* **RECORDS SHOWN**
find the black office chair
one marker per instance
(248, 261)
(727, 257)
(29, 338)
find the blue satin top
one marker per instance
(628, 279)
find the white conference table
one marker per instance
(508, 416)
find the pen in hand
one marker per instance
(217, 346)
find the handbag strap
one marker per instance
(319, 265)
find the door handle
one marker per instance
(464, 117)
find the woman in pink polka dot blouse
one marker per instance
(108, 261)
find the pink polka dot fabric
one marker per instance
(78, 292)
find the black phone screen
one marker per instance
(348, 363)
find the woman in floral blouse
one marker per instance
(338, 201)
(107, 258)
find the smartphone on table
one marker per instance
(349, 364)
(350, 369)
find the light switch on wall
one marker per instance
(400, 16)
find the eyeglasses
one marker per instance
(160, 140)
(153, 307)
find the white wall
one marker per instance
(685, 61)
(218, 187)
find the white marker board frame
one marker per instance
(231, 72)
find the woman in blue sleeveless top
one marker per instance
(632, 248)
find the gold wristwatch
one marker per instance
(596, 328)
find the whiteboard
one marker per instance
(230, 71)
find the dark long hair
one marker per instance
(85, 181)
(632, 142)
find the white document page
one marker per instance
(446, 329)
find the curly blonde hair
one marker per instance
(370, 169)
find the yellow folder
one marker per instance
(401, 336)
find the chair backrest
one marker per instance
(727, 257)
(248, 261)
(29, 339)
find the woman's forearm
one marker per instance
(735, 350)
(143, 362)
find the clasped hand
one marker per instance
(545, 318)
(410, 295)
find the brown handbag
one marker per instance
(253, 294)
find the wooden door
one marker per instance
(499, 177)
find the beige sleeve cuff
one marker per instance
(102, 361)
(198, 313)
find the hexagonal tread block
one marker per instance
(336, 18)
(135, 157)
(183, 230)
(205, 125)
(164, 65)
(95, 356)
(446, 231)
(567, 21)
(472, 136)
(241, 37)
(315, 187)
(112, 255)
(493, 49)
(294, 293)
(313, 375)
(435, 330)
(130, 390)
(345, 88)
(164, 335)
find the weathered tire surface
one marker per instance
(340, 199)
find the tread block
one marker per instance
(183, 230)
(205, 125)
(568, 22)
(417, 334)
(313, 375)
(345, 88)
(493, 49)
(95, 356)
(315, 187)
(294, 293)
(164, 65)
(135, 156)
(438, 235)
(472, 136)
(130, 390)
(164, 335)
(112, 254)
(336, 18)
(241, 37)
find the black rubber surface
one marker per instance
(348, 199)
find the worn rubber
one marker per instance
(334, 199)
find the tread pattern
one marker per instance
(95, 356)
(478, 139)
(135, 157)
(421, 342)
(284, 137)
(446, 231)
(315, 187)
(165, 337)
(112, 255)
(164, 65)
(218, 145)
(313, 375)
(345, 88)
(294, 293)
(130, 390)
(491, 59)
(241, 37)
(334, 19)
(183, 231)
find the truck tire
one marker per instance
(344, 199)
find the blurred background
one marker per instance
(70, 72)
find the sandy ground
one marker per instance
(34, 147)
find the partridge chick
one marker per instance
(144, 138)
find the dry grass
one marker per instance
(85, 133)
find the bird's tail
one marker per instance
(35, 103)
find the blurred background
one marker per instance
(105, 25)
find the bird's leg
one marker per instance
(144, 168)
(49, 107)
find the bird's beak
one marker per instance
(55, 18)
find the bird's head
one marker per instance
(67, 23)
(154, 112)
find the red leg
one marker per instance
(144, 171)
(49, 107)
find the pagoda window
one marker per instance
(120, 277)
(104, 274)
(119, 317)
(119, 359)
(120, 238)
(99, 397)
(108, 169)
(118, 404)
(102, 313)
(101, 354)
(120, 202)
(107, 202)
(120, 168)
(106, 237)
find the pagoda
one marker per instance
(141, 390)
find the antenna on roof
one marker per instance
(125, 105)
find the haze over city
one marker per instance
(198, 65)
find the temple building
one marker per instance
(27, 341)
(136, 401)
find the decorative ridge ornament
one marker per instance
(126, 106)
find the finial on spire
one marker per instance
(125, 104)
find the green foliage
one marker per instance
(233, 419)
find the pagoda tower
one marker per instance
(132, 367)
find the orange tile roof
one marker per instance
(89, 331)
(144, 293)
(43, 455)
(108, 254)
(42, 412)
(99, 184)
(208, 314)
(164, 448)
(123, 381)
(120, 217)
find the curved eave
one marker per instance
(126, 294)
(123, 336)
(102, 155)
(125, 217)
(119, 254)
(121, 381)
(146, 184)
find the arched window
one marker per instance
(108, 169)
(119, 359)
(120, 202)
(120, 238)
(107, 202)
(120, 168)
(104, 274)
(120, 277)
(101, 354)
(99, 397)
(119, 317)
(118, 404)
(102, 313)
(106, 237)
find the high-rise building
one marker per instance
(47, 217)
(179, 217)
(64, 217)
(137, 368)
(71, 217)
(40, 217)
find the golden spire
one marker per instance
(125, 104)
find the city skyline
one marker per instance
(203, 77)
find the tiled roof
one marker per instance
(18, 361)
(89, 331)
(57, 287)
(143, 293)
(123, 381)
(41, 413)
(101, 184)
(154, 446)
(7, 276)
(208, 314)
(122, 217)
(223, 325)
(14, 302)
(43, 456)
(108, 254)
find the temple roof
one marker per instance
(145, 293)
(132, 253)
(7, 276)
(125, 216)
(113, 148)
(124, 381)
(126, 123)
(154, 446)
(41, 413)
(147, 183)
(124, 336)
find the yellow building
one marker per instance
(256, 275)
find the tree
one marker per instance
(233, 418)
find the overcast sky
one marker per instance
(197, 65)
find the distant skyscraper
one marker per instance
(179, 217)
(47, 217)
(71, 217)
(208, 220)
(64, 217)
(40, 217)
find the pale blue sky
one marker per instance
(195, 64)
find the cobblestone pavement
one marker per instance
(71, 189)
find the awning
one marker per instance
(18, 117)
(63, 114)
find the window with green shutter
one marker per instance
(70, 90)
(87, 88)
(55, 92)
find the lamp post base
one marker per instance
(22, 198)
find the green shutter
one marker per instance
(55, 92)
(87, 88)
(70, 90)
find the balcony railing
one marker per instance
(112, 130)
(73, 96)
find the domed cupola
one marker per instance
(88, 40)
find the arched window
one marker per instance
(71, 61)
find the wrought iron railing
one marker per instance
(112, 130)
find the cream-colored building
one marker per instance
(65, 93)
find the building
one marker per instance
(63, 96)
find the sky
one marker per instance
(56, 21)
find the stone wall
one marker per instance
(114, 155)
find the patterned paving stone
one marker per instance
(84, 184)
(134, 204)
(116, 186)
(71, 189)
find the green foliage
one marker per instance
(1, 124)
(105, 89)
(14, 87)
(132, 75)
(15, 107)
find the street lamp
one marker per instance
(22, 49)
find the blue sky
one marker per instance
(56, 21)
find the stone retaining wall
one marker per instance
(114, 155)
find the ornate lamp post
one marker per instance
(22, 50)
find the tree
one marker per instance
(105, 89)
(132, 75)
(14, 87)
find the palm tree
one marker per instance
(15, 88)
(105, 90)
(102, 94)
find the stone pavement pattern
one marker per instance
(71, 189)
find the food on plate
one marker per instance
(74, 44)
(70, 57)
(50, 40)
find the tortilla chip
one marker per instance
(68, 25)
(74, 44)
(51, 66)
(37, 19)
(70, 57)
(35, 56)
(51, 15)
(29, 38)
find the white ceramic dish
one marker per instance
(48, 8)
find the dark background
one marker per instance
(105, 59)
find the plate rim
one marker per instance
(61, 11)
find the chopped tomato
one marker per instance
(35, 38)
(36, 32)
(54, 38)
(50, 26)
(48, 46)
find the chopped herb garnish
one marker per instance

* **TASK DESCRIPTION**
Repeat word for word the lines of the listing, starting with the line containing "find the tortilla chip" and going on through the last line of the listing.

* **ANSWER TO THIS EXERCISE**
find the tortilla chip
one marker per instance
(68, 25)
(74, 44)
(51, 66)
(37, 19)
(70, 57)
(35, 56)
(51, 15)
(29, 38)
find the white ceramic dish
one marker per instance
(48, 8)
find the dark background
one marker per instance
(105, 59)
find the plate rim
one marker per instance
(61, 11)
find the chopped tomato
one marker per instance
(35, 38)
(36, 32)
(54, 38)
(50, 26)
(48, 46)
find the chopped herb garnish
one marker per instance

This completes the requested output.